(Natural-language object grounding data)
╔══

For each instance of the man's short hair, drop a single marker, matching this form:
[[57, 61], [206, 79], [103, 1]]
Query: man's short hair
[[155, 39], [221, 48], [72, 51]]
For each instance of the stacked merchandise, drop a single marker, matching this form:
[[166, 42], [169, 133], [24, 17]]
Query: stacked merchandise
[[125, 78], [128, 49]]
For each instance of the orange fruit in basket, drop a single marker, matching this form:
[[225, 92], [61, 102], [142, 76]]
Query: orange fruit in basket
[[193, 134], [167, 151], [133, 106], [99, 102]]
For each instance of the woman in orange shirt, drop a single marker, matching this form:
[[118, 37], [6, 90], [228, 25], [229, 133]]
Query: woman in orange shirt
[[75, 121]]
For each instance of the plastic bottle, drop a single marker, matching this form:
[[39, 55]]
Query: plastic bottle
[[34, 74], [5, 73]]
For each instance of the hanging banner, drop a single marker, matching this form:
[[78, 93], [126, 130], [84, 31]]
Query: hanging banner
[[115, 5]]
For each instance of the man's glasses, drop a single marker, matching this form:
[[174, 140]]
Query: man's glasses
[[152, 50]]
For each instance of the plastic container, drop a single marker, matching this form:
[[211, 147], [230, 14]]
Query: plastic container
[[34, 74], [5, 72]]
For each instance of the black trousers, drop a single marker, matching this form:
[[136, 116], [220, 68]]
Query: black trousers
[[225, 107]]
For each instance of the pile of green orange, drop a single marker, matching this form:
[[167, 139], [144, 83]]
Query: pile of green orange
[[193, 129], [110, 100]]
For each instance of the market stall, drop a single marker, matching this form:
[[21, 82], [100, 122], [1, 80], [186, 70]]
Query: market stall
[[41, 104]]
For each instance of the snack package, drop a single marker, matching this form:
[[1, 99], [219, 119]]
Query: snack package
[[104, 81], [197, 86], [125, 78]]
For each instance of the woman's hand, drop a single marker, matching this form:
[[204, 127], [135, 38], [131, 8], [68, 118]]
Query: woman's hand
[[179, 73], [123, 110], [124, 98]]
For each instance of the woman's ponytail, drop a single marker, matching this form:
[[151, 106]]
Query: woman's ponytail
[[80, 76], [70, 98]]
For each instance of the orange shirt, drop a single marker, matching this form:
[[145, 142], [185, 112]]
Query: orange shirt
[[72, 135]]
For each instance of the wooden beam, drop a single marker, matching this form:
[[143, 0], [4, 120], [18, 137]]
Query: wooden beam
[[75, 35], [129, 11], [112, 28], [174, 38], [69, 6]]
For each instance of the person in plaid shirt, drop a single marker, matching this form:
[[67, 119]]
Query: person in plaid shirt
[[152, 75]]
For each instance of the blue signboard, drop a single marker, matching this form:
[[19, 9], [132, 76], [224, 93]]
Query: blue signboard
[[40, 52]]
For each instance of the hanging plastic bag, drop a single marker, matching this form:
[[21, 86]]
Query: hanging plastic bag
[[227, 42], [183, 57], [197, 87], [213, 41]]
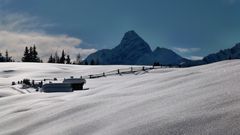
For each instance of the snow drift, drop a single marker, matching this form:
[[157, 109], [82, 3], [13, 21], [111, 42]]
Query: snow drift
[[189, 101]]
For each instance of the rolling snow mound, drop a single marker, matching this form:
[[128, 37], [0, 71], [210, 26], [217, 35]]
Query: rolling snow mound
[[188, 101]]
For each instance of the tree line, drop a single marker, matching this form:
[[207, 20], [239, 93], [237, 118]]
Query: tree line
[[30, 54], [6, 57]]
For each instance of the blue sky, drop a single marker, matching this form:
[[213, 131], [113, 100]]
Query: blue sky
[[193, 28]]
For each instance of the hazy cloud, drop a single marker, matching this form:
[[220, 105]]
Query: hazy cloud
[[186, 50], [20, 30], [195, 57]]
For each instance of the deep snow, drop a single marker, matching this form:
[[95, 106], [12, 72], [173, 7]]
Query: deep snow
[[191, 101]]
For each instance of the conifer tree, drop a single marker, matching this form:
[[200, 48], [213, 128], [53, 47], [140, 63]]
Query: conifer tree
[[35, 55], [25, 57], [51, 60], [56, 58], [62, 59], [92, 62], [7, 59], [68, 60]]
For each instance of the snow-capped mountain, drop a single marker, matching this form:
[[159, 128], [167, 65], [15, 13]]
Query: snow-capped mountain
[[133, 50]]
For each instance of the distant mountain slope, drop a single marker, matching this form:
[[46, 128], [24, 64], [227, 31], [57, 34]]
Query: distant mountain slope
[[226, 54], [133, 50], [232, 53], [163, 56]]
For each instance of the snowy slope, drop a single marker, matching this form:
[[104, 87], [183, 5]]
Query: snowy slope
[[193, 101]]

╚══

## Problem to solve
Repeat all of the entries above exactly. Keep pictures out of it.

## Reply
For each instance of the man's short hair, drop a single marker, matching this form:
[[57, 61], [206, 79], [103, 1]]
Query: man's short hair
[[155, 39], [221, 48], [72, 51]]
For each instance of the stacked merchandise, drop a single marker, matching this form:
[[166, 42], [169, 133], [24, 17]]
Query: stacked merchandise
[[125, 78], [128, 49]]
For each instance of the orange fruit in basket, drop a single marker, matching this form:
[[225, 92], [61, 102], [142, 76]]
Query: orange fruit in basket
[[193, 134], [167, 151], [133, 106], [99, 102]]
For each instance of the woman in orange shirt, drop a single marker, matching this form:
[[118, 37], [6, 90], [228, 25], [229, 133]]
Query: woman in orange shirt
[[75, 121]]
For each instance of the plastic bottle, drop a single marker, matching this form:
[[39, 55]]
Query: plastic bottle
[[34, 74], [5, 73]]
For each instance of the hanging banner, drop a single marker, matching this form:
[[78, 93], [126, 130], [84, 31]]
Query: hanging banner
[[115, 5]]
For each instance of the man's glasses, drop a single marker, matching this form:
[[174, 140]]
Query: man's glasses
[[152, 50]]
For each instance of the plastic container, drop a single marker, matching this form:
[[211, 147], [230, 14]]
Query: plastic container
[[34, 74], [5, 72]]
For each instance of the black trousers, drop a single marker, matching this form:
[[136, 116], [220, 68]]
Query: black trousers
[[225, 107]]
For each instance of the pile of green orange, drop a single marker, matching this form:
[[167, 139], [144, 83]]
Query: pile of green orange
[[193, 129], [110, 100]]
For each instance of the market stall, drop a single marker, matching this form:
[[21, 82], [100, 122], [1, 80], [186, 70]]
Query: market stall
[[41, 104]]
For each instance of the snack package, drop a single marker, matching this form:
[[1, 99], [219, 119]]
Query: snack package
[[104, 81], [197, 86], [125, 78]]
For each instance of the woman's hand, drop a single marker, matching this form:
[[204, 127], [135, 38], [131, 8], [68, 118]]
Query: woman's hand
[[179, 73], [123, 110], [124, 98]]
For each instance of the woman's ponytail, drop a single marker, matching this form:
[[151, 106]]
Query: woman's ponytail
[[80, 76], [70, 98]]
For each instance of the orange shirt, drop a single marker, matching this form:
[[145, 142], [185, 112]]
Query: orange shirt
[[72, 135]]
For each instance of the wooden beam, drop a single marker, matching this form:
[[143, 0], [4, 120], [18, 137]]
Query: wooden beam
[[75, 35], [129, 11], [112, 28], [174, 38], [69, 6]]
For each instance of the person in plaid shirt, drop a single marker, matching this form:
[[67, 119]]
Query: person in plaid shirt
[[152, 75]]
For each instance of the blue signboard, drop a single marker, matching this form:
[[19, 9], [132, 76], [224, 93]]
Query: blue signboard
[[40, 52]]
For each instance of the hanging plastic bag, drop a single marker, matching this form:
[[21, 86]]
Query: hanging plastic bag
[[227, 42], [183, 57], [197, 87], [213, 41]]
For each instance of the snow drift, drop a single marker, matching this form:
[[157, 109], [82, 3], [13, 21], [111, 42]]
Query: snow drift
[[189, 101]]
For each instance of the rolling snow mound, drop a single marker, matching this form:
[[128, 37], [0, 71], [210, 26], [217, 35]]
Query: rolling snow mound
[[188, 101]]
For each instance of the tree line, drop a single marker, matching this form:
[[207, 20], [239, 93], [237, 118]]
Query: tree line
[[30, 54], [6, 57]]
For each instance of the blue sky, drop a single marker, matching this form:
[[213, 131], [113, 100]]
Query: blue sky
[[193, 28]]
For each instance of the hazy cloud, drop a single marker, matching this form:
[[220, 105]]
Query: hazy cloud
[[186, 50], [20, 30], [195, 57]]
For each instance of the deep snow, drop a single marker, matching this form:
[[95, 106], [12, 72], [173, 7]]
Query: deep snow
[[191, 101]]
For each instance of the conifer tree, drop a single marker, matching this form:
[[200, 48], [213, 128], [53, 47], [140, 63]]
Query: conifer tree
[[35, 55], [25, 57], [51, 60], [56, 58], [62, 59], [92, 62], [7, 59], [68, 60]]
For each instance of the snow-capped mountain, drop a single marker, matching this form:
[[159, 128], [167, 65], [15, 13]]
Query: snow-capped mountain
[[133, 50]]
For each instance of the distant mountain slope, drop a single marker, matching this form:
[[46, 128], [24, 64], [227, 31], [57, 34]]
Query: distant mountain slope
[[226, 54], [133, 50], [232, 53], [163, 56]]
For each instance of the snowy slope, drop a single marker, matching this form:
[[104, 87], [183, 5]]
Query: snowy slope
[[193, 101]]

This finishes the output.